List of tasks →
- A) Transcribe the part of the Slack v. Stream text starting with "In higher education, plagiarism" and going on through "and premeditated plagiarism.".
- B) Condense the paragraph of the Slack v. Stream text that begins "A little later, Stream was offered" into a short bulleted list that keeps its main facts.

[START Provided text]

In higher education, plagiarism is a very serious matter. But a recent Alabama court decision suggests that academia may be viewing plagiarism from a more nuanced perspective. Some scholars recognize that there is a difference between an inadvertent mistake in failing to attribute a source and premeditated plagiarism.

Some scholars think of plagiarism as the cardinal academic sin—unforgivable. But that view may be changing, giving way to more nuanced understanding of this issue. Consider the case of Slack v. Stream (2008), in which the Alabama Supreme Court upheld a large damages award against a Department Chair who accused a professor of plagiarism and then published the charge far beyond the confines of his own university.

A Department Chair Reprimands a Professor for Plagiarism

Here are the facts of Slack v. Stream, richly described by the Alabama Supreme Court. Christopher Stream, an assistant professor at the University of Alabama at Birmingham (UAB) made a speech at local civic club about a proposed amendment to the Alabama Constitution. Stream relied on his graduate assistant to find newspaper articles about the amendment.

Later, another assistant professor, Michael Howell-Moroney, approached Stream about co-authoring a scholarly article on the constitutional amendment. Stream and Howell-Moroney produced a manuscript, which they submitted to the Journal of Politics (JOP).

In late 2003, JOP’s editor e-mailed Stream, informing him that the manuscript had been rejected based on the assessments of two reviewers. One of the reviewers charged that parts of the manuscript had been plagiarized. “This is completely unacceptable for a manuscript submitted for publication,” the reviewer wrote. “If one of my students had turned in this paper to me, he or she would have faced serious penalties in the university’s honor court” (Slack v. Stream, p. 518).

JOP’s editor did not mention plagiarism in his e-mail message to Stream, and the editor advised Stream and Howell-Moroney to revise the manuscript based on the reviewer’s critiques and send it to a more “subject-focused journal” (p. 518).

Stream forwarded the JOP editor’s e-mail comments to co-author Howell-Moroney along with the reviewers’ comments, which Stream had not read. When Howell-Moroney told Stream of the plagiarism accusation, Stream was “stunned,” “embarrassed,” and “ashamed” (p. 518). Stream apologized to Howell-Moroney and wondered aloud whether the plagiarized material had come from material prepared by his graduate assistant.  “[B]ut that’s no excuse,” Stream admitted. “It was still my responsibility to check what he had given me” (p. 518). Howell-Moroney graciously accepted Stream’s explanation. “I appreciate your apology,” he wrote Stream, “but don’t hassle it. Let’s just tighten that puppy up and send it back out” (p. 518-519).  

A little later, Stream was offered a faculty position at the University of Nevada, Las Vegas (UNLV), which he accepted. Howell-Moroney, worried that he might be accused of plagiarism because of the JOP manuscript, told his Department Chair, James Slack, about the JOP reviewer’s plagiarism charge. Howell-Moroney also gave Slack a copy of the JOP manuscript and the editor’s e-mail message.

Slack confronted Stream about the plagiarism accusation. Stream admitted that JOP had rejected the manuscript, but said that the rejection was not based on plagiarism. Slack also consulted the “Statement on Plagiarism” approved by the American Association of University Professors, which stated that a discovery of suspected plagiarism should be brought to the attention of the affected parties “and, as appropriate, to the profession at large, through proper and effective channels . . .” (p. 519).

[END Provided text]
[START Provided material]

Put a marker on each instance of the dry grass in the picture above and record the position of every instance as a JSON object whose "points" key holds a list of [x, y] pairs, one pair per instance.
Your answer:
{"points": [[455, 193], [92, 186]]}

[END Provided material]

Answers to the tasks →
- A)
In higher education, plagiarism is a very serious matter. But a recent Alabama court decision suggests that academia may be viewing plagiarism from a more nuanced perspective. Some scholars recognize that there is a difference between an inadvertent mistake in failing to attribute a source and premeditated plagiarism.

- B)
- Stream was offered a faculty position at the University of Nevada, Las Vegas (UNLV) and accepted it.
- Howell-Moroney was worried he might be accused of plagiarism because of the JOP manuscript. He told his Department Chair, James Slack, about the JOP reviewer's plagiarism charge.
- Howell-Moroney also gave Slack a copy of the JOP manuscript and the editor's e-mail message.